练习说明. 请重写从含有“pair like [385,148].”的一行到含有“Phrase: boy's lips”的一行（首尾两行都包括）的全部材料，请求也一并保留。把答案里每个坐标数值都加上101，请求中的示例坐标不变。
┄┄┄┄┄┄┄┄┄┄
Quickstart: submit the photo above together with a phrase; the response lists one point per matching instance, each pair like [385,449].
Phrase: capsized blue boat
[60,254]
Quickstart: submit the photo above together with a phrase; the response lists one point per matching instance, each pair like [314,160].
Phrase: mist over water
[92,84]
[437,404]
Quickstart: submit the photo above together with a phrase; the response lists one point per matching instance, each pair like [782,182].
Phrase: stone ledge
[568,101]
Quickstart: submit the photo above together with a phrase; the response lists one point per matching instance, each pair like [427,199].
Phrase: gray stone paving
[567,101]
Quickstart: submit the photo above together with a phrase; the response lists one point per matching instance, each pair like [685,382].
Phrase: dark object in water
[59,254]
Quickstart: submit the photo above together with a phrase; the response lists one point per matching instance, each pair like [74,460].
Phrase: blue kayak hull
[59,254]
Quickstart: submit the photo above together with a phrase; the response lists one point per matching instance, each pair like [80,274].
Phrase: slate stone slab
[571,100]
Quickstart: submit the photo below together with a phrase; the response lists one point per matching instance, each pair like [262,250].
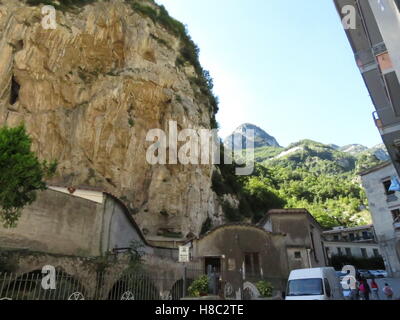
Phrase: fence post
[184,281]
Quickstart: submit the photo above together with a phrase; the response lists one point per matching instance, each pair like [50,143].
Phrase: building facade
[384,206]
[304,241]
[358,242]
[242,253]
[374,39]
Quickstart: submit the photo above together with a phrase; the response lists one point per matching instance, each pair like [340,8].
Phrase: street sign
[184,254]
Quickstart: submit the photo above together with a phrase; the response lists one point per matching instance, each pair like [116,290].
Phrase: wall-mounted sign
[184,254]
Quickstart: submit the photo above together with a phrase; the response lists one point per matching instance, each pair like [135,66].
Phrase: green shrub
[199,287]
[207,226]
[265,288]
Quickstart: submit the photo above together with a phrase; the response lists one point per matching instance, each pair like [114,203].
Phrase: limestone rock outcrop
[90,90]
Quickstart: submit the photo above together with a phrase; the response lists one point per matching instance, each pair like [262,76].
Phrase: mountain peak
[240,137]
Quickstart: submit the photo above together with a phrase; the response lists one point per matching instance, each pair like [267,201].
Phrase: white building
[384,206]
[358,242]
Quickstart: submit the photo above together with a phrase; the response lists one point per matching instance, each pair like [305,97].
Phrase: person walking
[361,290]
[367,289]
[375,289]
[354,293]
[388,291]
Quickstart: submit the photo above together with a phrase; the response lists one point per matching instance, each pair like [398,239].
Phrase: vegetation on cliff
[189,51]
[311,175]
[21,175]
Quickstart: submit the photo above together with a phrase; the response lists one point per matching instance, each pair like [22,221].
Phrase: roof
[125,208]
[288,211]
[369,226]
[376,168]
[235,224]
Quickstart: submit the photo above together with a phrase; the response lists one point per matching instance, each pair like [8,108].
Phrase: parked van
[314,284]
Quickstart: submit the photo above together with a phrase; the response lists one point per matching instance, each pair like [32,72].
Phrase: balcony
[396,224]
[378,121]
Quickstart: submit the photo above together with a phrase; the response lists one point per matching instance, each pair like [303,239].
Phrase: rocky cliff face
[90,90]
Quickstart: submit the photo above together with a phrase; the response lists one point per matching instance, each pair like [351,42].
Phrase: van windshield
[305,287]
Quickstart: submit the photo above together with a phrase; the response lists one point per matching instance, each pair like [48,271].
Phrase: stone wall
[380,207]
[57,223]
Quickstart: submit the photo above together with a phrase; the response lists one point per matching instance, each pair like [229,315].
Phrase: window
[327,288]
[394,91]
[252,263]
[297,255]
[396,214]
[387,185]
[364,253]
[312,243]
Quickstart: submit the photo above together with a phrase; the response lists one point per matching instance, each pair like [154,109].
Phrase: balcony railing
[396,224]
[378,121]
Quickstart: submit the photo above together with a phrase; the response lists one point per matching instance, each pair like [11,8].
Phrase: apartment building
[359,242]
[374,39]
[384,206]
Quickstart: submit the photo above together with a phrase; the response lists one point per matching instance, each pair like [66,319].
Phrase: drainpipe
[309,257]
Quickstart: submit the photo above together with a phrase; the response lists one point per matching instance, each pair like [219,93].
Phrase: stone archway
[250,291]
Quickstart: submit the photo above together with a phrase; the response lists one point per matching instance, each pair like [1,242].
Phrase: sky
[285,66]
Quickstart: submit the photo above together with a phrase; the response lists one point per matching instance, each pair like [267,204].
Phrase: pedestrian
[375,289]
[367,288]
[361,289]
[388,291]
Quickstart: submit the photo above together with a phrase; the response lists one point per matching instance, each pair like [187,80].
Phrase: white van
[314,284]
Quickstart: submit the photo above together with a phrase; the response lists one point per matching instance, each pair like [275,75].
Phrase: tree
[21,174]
┄┄┄┄┄┄┄┄┄┄
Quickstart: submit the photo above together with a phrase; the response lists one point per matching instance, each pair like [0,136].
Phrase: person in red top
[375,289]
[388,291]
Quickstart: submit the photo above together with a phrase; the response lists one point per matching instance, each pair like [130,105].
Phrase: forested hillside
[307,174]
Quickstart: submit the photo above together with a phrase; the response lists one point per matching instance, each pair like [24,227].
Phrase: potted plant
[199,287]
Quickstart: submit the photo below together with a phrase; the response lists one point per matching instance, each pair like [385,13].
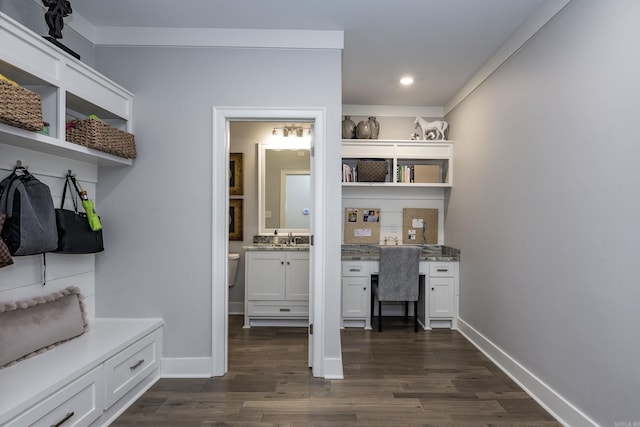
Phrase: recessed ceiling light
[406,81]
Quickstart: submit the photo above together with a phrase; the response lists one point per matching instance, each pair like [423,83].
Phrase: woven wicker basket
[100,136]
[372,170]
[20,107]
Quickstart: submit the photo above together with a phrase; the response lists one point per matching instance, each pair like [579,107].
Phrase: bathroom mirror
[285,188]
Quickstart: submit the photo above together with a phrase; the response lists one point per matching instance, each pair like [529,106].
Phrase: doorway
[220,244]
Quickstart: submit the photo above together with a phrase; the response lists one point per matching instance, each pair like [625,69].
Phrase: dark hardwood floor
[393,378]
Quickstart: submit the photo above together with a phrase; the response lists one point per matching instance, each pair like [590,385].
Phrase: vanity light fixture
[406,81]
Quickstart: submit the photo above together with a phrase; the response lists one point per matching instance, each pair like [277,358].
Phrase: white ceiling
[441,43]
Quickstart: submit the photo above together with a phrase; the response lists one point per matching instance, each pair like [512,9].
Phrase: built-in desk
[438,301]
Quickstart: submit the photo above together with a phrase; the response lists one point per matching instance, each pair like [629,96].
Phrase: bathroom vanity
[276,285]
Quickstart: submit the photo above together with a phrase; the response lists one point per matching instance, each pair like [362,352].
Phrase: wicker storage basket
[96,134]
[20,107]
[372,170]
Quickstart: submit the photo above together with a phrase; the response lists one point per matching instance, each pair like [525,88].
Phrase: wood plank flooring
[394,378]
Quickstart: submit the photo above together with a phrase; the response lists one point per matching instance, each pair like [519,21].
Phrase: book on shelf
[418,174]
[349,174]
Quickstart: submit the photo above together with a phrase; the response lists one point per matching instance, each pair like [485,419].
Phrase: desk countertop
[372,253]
┄┄┄┄┄┄┄┄┄┄
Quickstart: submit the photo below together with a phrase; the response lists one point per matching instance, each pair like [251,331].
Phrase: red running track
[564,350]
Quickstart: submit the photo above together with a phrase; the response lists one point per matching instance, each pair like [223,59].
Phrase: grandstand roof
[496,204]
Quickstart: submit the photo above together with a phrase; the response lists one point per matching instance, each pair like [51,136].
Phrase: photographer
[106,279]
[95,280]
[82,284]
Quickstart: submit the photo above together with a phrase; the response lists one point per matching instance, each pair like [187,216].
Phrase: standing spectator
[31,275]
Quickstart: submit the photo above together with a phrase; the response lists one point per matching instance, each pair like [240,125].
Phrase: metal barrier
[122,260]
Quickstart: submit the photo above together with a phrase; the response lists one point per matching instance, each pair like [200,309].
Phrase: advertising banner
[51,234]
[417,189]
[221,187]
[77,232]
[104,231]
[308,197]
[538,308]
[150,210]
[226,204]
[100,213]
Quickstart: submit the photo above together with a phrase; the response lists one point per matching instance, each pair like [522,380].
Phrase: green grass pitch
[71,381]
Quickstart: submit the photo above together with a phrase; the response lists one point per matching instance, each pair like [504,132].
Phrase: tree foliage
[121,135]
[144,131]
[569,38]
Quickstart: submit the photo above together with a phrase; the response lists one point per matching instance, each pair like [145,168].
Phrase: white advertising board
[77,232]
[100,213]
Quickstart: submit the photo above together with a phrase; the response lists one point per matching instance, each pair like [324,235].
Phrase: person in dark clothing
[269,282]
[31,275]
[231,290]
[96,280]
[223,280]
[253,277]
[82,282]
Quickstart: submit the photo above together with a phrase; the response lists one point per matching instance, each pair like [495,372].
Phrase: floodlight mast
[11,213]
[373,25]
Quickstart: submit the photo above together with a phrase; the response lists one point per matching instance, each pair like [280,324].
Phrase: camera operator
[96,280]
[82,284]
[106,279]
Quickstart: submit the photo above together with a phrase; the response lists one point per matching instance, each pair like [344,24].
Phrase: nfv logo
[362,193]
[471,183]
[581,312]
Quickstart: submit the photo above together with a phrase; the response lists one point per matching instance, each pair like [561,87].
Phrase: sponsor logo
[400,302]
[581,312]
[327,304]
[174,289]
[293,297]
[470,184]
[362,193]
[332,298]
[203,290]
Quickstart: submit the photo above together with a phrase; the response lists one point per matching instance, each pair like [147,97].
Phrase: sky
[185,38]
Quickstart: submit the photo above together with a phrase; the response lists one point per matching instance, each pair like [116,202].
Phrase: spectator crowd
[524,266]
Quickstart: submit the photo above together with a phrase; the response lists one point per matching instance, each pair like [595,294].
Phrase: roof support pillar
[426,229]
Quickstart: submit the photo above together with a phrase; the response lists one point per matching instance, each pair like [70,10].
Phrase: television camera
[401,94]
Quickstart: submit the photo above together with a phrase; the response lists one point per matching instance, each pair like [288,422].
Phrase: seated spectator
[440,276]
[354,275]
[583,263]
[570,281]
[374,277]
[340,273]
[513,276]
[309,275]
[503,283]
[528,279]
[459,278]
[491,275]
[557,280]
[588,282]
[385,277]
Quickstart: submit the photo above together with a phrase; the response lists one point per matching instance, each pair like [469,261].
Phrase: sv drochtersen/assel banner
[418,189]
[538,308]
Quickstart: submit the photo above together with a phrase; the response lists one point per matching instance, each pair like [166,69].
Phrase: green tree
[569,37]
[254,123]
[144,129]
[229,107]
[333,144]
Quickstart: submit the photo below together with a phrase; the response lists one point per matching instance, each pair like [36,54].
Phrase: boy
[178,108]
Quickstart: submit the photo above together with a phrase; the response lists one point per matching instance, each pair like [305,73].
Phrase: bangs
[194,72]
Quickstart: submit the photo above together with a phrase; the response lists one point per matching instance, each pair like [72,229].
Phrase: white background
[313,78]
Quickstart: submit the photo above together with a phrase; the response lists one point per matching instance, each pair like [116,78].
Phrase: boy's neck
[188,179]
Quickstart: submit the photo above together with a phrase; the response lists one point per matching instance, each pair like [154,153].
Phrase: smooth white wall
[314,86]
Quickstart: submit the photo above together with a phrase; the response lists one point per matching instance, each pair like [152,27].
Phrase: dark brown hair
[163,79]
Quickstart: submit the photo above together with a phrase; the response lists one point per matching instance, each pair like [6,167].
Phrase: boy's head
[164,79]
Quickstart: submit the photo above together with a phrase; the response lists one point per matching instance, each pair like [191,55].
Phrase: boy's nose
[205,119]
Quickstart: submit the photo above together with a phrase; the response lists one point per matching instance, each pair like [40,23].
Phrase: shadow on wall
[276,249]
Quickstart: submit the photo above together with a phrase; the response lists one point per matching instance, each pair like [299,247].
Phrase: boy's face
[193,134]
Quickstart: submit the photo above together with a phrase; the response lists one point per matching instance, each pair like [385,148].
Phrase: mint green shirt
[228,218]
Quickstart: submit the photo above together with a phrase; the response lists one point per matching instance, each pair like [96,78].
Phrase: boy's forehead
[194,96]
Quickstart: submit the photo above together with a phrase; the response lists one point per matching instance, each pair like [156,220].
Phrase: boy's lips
┄┄┄┄┄┄┄┄┄┄
参考答案.
Quickstart: submit the photo above together with a phrase; the response lists one point per matching instance, each pair like [385,148].
Phrase: mint green shirt
[329,319]
Quickstart: submit the photo above together with a phrase; the response lists one point per matching instance, each pair like [96,78].
Phrase: boy's forehead
[295,197]
Quickstart: submit the photo above together with a phrase; the response lists one point per matching instance, each pair like [156,220].
Phrase: boy's lips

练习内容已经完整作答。